[EXERCISE PROMPT] Only a slice of the listing below is wanted. Retype the lines from the one containing "vest in this photo." through the one containing "rower in this photo.", exactly, both ends included.

[DATASET ENTRIES]
┏━━

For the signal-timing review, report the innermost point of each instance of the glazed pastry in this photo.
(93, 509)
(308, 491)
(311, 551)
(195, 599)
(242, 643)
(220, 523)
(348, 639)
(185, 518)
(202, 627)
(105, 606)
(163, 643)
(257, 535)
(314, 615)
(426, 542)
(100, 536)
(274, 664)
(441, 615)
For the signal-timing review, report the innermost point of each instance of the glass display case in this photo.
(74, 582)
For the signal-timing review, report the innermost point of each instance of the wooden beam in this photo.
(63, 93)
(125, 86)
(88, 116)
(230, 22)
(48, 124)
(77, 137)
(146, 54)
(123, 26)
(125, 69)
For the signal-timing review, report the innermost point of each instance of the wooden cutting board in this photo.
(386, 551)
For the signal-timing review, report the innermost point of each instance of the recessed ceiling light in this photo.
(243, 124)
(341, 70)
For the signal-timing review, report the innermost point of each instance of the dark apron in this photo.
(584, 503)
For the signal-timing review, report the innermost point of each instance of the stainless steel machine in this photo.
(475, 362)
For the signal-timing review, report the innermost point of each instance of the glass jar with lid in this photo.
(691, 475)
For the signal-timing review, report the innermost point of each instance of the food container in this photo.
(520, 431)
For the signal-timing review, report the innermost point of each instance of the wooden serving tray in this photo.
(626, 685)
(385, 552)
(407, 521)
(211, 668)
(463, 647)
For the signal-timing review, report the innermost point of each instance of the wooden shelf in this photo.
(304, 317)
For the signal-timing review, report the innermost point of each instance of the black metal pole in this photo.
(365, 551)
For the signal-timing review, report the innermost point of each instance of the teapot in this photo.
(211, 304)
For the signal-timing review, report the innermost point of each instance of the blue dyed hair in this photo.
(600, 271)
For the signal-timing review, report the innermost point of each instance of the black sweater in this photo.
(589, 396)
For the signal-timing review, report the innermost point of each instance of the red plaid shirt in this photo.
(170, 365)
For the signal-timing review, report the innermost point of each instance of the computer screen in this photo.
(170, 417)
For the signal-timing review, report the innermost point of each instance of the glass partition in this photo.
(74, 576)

┗━━
┏━━

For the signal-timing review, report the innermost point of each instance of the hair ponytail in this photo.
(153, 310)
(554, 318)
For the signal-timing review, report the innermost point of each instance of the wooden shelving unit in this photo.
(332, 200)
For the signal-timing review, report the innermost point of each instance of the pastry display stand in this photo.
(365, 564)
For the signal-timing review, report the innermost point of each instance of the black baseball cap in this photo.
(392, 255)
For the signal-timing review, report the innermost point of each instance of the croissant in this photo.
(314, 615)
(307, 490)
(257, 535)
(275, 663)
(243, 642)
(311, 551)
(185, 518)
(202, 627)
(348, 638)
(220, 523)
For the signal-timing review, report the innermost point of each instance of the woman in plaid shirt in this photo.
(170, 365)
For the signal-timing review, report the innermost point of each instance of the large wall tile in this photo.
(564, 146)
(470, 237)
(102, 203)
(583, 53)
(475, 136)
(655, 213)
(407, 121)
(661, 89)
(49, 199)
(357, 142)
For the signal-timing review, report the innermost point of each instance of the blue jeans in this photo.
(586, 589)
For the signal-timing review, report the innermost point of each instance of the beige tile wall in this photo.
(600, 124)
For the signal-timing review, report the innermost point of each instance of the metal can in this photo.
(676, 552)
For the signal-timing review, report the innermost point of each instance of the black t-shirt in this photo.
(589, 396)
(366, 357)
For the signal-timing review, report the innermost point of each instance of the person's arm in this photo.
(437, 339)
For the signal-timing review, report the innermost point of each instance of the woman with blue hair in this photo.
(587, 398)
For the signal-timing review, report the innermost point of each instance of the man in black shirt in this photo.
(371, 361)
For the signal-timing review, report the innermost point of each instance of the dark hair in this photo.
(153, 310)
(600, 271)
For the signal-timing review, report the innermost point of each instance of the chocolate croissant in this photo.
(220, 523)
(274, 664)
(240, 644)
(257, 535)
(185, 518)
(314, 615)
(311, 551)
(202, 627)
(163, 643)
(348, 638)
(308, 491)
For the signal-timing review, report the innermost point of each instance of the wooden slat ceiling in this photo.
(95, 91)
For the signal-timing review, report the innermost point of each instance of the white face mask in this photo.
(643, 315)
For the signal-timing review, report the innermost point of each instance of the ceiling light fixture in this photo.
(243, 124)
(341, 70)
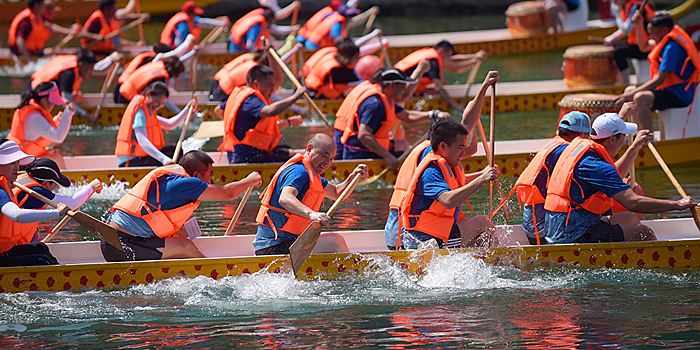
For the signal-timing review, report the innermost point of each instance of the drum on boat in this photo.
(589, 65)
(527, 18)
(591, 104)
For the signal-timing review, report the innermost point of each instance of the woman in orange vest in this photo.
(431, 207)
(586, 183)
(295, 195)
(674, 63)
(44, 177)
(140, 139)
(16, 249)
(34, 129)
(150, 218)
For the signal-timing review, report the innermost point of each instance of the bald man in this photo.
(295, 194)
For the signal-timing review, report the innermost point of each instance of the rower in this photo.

┗━━

[THE ANSWER]
For the signal-timing review, report the innermost point of each instance of the woman in orange vest in this photo.
(431, 207)
(586, 183)
(295, 195)
(674, 63)
(44, 177)
(140, 139)
(16, 249)
(34, 129)
(150, 218)
For the signal-timing review, report the innermost point of each instance of the bald man in this photo.
(295, 194)
For the signal-timing review, report the innermost point of each instance of the rower in this photo.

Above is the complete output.